Source passage:
___
Note that GFS won't work properly in a cluster with software RAID (the MD driver). At the time of this writing, software RAID is not cluster-aware. Since software RAID can only be running on one node in the cluster, the other nodes will not be able to see the data properly, or will likely destroy each other's data. However, if GFS is used as a stand-alone file system on a single-node, software RAID should be okay.
Why do I get errors (such as implicit mutex_lock) when I try to compile GFS?
Sometime after 2.6.15, the upstream kernel changed from using the semaphores (i_sem) within the VFS layer to using mutexes (i_mutex). If your Linux distribution is running an older kernel, you may not be able to compile GFS.
Your choices are:
- upgrade your kernel to a newer one, or
- downgrade your GFS or change the source code so that it uses semaphores like before. Older versions are available from CVS.
___
Supplied entries:
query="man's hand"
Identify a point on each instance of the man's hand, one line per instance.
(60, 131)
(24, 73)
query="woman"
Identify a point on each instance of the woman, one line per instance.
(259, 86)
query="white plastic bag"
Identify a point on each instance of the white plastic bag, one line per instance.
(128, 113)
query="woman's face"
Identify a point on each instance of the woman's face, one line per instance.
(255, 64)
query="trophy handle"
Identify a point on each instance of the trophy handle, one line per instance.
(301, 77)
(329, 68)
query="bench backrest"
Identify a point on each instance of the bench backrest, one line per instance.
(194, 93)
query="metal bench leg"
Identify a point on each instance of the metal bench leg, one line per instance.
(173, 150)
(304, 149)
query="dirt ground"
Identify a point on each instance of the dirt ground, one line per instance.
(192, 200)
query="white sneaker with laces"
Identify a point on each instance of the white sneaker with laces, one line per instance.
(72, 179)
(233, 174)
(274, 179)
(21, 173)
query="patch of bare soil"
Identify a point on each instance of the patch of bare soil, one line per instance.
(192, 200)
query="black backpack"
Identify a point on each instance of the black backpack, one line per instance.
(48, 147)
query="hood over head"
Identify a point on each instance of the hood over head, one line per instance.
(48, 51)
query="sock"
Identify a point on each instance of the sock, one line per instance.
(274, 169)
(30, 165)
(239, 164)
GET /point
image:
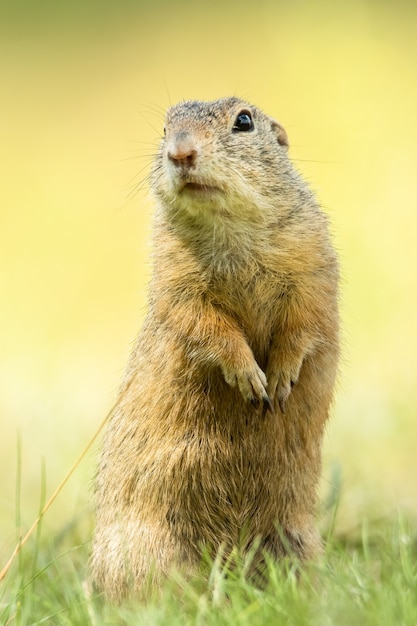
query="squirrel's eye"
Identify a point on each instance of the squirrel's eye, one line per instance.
(243, 122)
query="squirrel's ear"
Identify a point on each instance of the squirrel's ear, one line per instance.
(280, 133)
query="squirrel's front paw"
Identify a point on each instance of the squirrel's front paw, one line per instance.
(251, 382)
(282, 382)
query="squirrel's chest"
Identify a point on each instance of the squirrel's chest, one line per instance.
(253, 296)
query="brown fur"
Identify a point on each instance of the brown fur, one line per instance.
(242, 312)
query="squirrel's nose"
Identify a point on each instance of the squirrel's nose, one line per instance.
(182, 151)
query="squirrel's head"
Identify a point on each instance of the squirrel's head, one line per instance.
(219, 158)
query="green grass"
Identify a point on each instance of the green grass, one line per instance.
(364, 580)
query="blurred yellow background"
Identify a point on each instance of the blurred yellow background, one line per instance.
(83, 89)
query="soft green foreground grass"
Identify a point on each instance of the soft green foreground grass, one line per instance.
(368, 580)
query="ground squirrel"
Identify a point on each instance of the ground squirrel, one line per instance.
(216, 441)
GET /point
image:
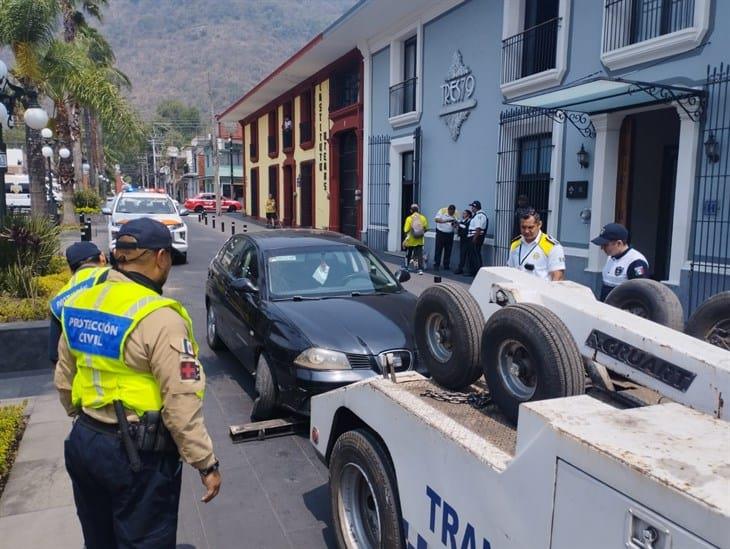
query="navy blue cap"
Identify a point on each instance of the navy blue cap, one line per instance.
(147, 233)
(610, 232)
(78, 252)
___
In the GFS passage, what did the upstream kernel begin using in the VFS layer sometime after 2.6.15? The items play no part in this work.

Mutexes (i_mutex) in place of semaphores (i_sem).